- RECORDS PROVIDED:
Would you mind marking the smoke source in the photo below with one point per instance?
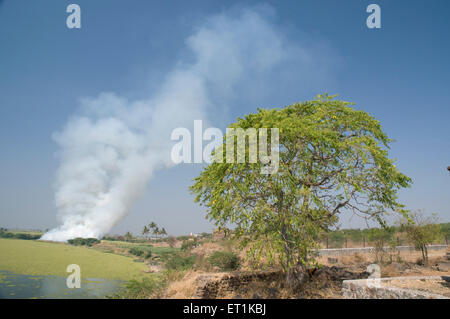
(110, 150)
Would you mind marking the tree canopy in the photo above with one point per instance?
(332, 158)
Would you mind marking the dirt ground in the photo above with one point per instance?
(324, 282)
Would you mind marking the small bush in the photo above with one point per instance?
(224, 260)
(178, 262)
(136, 251)
(141, 251)
(189, 244)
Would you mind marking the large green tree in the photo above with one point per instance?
(332, 158)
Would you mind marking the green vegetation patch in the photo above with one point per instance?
(49, 258)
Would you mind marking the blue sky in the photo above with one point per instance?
(400, 74)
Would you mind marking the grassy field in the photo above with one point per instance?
(31, 257)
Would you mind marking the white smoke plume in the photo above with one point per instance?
(110, 150)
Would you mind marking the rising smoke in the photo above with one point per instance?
(110, 150)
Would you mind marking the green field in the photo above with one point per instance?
(31, 257)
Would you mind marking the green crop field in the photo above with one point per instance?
(31, 257)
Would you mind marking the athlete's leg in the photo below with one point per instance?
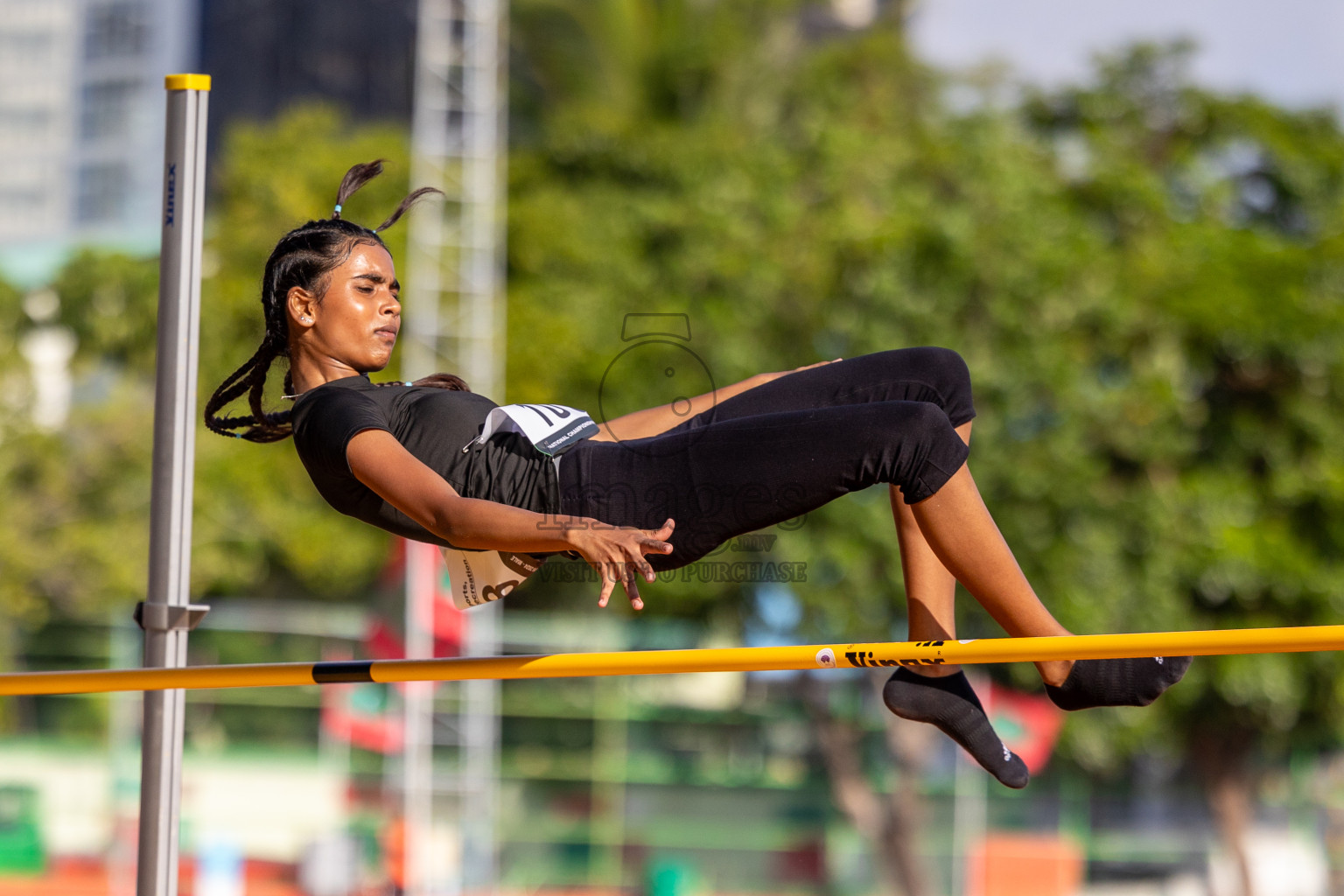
(933, 375)
(930, 590)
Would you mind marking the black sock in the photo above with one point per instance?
(950, 704)
(1117, 682)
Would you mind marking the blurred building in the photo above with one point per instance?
(82, 101)
(80, 124)
(265, 55)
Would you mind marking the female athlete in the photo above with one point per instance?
(654, 489)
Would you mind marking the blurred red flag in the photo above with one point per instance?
(1028, 724)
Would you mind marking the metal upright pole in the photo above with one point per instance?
(418, 750)
(167, 614)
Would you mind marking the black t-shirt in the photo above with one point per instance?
(431, 424)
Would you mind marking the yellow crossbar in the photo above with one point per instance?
(648, 662)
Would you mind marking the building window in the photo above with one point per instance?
(23, 49)
(102, 192)
(24, 121)
(108, 109)
(117, 30)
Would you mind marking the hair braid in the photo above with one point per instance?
(304, 256)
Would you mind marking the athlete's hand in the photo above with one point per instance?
(617, 554)
(766, 378)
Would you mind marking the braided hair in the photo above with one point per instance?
(304, 256)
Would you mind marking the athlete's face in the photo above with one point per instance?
(355, 323)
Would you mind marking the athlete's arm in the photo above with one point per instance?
(381, 462)
(654, 421)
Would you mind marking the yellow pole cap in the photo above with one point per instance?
(187, 82)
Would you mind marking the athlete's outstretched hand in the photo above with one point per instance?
(617, 554)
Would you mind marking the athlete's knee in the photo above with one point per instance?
(948, 374)
(932, 452)
(929, 424)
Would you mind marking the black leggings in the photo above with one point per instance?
(780, 451)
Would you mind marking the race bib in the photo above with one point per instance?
(480, 577)
(549, 426)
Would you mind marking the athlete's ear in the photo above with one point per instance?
(301, 306)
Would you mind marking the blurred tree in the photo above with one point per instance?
(1144, 278)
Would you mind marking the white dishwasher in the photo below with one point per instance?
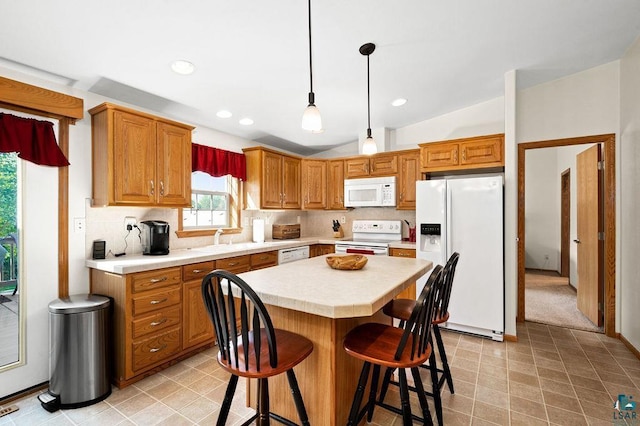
(292, 254)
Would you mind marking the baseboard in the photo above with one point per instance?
(23, 393)
(629, 346)
(510, 338)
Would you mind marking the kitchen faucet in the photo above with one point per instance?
(216, 236)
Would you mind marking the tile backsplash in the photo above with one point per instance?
(107, 223)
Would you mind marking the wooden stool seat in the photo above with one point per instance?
(371, 342)
(401, 309)
(292, 350)
(403, 348)
(249, 345)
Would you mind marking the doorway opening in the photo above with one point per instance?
(608, 226)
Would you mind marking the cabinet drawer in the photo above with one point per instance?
(398, 252)
(154, 349)
(196, 271)
(154, 301)
(235, 264)
(143, 281)
(155, 322)
(263, 260)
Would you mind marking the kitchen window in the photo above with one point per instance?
(214, 205)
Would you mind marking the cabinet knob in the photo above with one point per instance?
(154, 350)
(157, 323)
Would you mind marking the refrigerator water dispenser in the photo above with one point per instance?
(430, 234)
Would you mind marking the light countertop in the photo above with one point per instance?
(139, 263)
(311, 286)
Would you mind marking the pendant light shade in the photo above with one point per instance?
(311, 120)
(369, 146)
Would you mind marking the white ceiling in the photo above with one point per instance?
(251, 56)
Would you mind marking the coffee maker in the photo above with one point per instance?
(155, 237)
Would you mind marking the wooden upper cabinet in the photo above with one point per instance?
(385, 164)
(335, 184)
(459, 154)
(273, 180)
(173, 164)
(139, 159)
(407, 176)
(314, 184)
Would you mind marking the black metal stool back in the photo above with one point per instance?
(248, 344)
(218, 293)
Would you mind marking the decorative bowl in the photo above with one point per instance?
(347, 262)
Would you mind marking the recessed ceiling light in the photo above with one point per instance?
(182, 67)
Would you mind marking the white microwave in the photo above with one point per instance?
(370, 192)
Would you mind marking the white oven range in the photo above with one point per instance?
(371, 237)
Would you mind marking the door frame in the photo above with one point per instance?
(565, 224)
(609, 212)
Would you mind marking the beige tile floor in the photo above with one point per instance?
(550, 376)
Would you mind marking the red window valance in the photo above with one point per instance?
(32, 139)
(218, 162)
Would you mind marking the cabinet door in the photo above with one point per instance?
(439, 156)
(134, 167)
(335, 184)
(482, 151)
(314, 184)
(356, 167)
(196, 324)
(271, 180)
(409, 174)
(291, 189)
(173, 161)
(383, 165)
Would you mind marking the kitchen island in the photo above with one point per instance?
(323, 304)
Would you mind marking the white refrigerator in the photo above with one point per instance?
(465, 215)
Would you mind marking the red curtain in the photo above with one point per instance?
(32, 139)
(218, 162)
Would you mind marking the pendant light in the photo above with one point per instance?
(369, 146)
(311, 119)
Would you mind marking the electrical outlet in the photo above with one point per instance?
(78, 224)
(129, 221)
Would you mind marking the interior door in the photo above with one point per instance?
(589, 247)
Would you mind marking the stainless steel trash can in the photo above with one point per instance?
(79, 357)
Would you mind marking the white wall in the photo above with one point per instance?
(542, 210)
(629, 225)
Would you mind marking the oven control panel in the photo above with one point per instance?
(377, 226)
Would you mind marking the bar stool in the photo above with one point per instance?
(395, 348)
(401, 309)
(250, 346)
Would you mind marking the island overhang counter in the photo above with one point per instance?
(324, 304)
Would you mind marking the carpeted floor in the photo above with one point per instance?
(549, 299)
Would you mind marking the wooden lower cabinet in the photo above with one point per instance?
(159, 317)
(197, 328)
(409, 292)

- SHORT PROBLEM: Repeat the records above verbatim, with no pictures in the result.

- RESULT:
Would you mind marking the smoke source in the photo below with one point per instance?
(110, 150)
Would you mind marking the tree canopy in the photo above with one point per instance?
(332, 158)
Would you mind marking the dirt ground in the photo above with one point per instance?
(324, 282)
Would you mind marking the small bush in the photo above with one point per instance?
(224, 260)
(178, 262)
(136, 251)
(141, 251)
(189, 244)
Would you mind marking the large green tree in the photo above with one point per instance?
(332, 158)
Would you mind marking the green vegetation patch in the photo above with one point per instance?
(49, 258)
Would you mind marking the blue sky in the photo above with one point per instance?
(400, 74)
Would you mind marking the grassy field in the photo above with one point per instance?
(31, 257)
Would you mind marking the white smoke plume in the photo above with one point per instance?
(110, 150)
Would you mind marking the rising smoke in the photo above with one point per instance?
(110, 150)
Would you mind marking the green field in the photo above with one point per instance?
(31, 257)
Would you mind marking the green crop field in the photo above with one point per instance?
(31, 257)
Would you mind marking the athlete's leg in the photo below with one point per instance?
(933, 375)
(930, 590)
Would you mind marking the black sock in the photo above with one point per instance?
(950, 704)
(1117, 682)
Would you mind marking the blurred building in the photo above with one point per instance?
(82, 101)
(80, 124)
(265, 55)
Would you mind marking the female athlete in the photo above with one point per instance?
(654, 489)
Would you mind marking the blurred red flag in the photo above with one point per instance?
(1028, 724)
Would you mind marking the metal upright pole in the photo above with one point per instance?
(418, 750)
(167, 614)
Would you mind marking the black t-shirt in the photo above with one point per instance?
(431, 424)
Would you mind marking the yellow crossbar in the photo above with one point per instance?
(648, 662)
Would you mind marking the building window in the photo above with one point per instance?
(23, 49)
(102, 192)
(24, 121)
(108, 109)
(117, 30)
Would you mind marking the hair braid in the photo above with one point per instance?
(304, 256)
Would you mind marking the athlete's hand in the photo above with one point per instance?
(617, 554)
(766, 378)
Would you mind marking the braided hair in the photo above with one point per instance?
(304, 256)
Would you mind marking the athlete's face in the photo above with one point per instance?
(355, 323)
Would you mind marking the athlete's arm in the photo above with one point per instance?
(381, 462)
(654, 421)
Would you mind marking the yellow pole cap in the photo above with one point per instance?
(187, 82)
Would you mind marking the athlete's outstretched hand in the photo above with one point per instance?
(617, 554)
Would you mind marking the athlete's knee in the photo above with one point per instance?
(948, 374)
(932, 452)
(929, 424)
Would you mind marking the black leggings in the photo above with one point per instance?
(780, 451)
Would you mind marking the race bib in the photo above with one point per instance?
(480, 577)
(549, 426)
Would you mind marking the athlete's ear in the photo above with one point per instance?
(301, 306)
Would you mind marking the blurred tree in the photo above with one point per instance?
(1144, 278)
Would you mind marking the white dishwasher in the photo below with one point per instance?
(292, 254)
Would you mind marking the baseboard in the photo above with one point per instance?
(23, 393)
(629, 346)
(510, 338)
Would you mind marking the kitchen faucet in the photo above with one point per instance?
(216, 236)
Would you mind marking the tile backsplash in the photo above with one point per instance?
(107, 223)
Would you mind marking the wooden stool seat in the photo above with one point per instance?
(371, 342)
(401, 309)
(292, 350)
(403, 348)
(249, 345)
Would you mind marking the doorway opening in the photo above with one point per instance?
(608, 226)
Would you mind marking the cabinet drawer in the photo above with one point per instance?
(398, 252)
(154, 349)
(196, 271)
(154, 301)
(235, 264)
(143, 281)
(155, 322)
(263, 260)
Would you mind marking the kitchen window in the photo above with one point per instance?
(214, 205)
Would you mind marking the cabinet knob in the photo above with one point per instance?
(154, 350)
(157, 323)
Would you mind marking the refrigerator water dispenser in the photo above with one point per instance?
(430, 234)
Would you mind marking the light countertop in the photo above with one point per instance?
(139, 263)
(311, 286)
Would you mind marking the pendant light shade in the photo above with one point per instance?
(311, 120)
(369, 146)
Would you mind marking the white ceiling in the photo above with one point per instance?
(251, 56)
Would you mind marking the coffee maker in the photo above with one point per instance?
(155, 237)
Would you mind marking the wooden upper cabinet in the photo above with one point per instance?
(385, 164)
(335, 184)
(459, 154)
(273, 180)
(173, 164)
(139, 159)
(407, 176)
(314, 184)
Would you mind marking the black metal stool back in the photo above with one point per instance?
(248, 344)
(218, 293)
Would you mind marking the decorative bowl in the photo above with one point per instance?
(347, 262)
Would you mind marking the recessed ceiling light in the photo above with one point per instance?
(182, 67)
Would you mind marking the white microwave in the photo above with one point per instance?
(370, 192)
Would you mind marking the white oven range in the photo above with one point per instance?
(371, 237)
Would you mind marking the door frame in the photo above with one point per instance?
(565, 224)
(609, 212)
Would you mind marking the beige tile floor in the photo above with one point per instance?
(550, 376)
Would you mind marking the red window valance in the photo above with one point per instance?
(32, 139)
(218, 162)
Would you mind marking the cabinet door in the photo above with one point per instance?
(439, 156)
(134, 167)
(335, 184)
(482, 151)
(314, 184)
(356, 167)
(196, 324)
(271, 180)
(409, 174)
(291, 189)
(173, 161)
(383, 165)
Would you mind marking the kitchen island in the photo above with one point per instance?
(323, 304)
Would you mind marking the white refrigerator in the photo above with one point per instance?
(465, 215)
Would you mind marking the red curtain in the photo above with one point per instance?
(32, 139)
(218, 162)
Would you mind marking the pendant light in the photo above with one point per instance?
(369, 146)
(311, 119)
Would you mind marking the electrical outlet in the photo above with one point per instance?
(78, 224)
(129, 221)
Would you mind marking the interior door in the photo above with one point per instance?
(589, 247)
Would you mind marking the stainless steel trash can in the photo above with one point per instance?
(79, 357)
Would you mind marking the white wall in the photo above with one point per instance?
(542, 210)
(629, 225)
Would you mind marking the oven control panel in the photo above with one point per instance?
(377, 226)
Would you mind marking the bar stool in the photo above with one point per instance?
(395, 348)
(401, 309)
(250, 346)
Would you mind marking the island overhang counter in the photo above with one point per instance?
(324, 304)
Would you mind marking the carpeted floor in the photo above with one point per instance?
(549, 299)
Would you mind marking the wooden lower cabinet in the photo above with one point per instance?
(159, 317)
(197, 328)
(409, 292)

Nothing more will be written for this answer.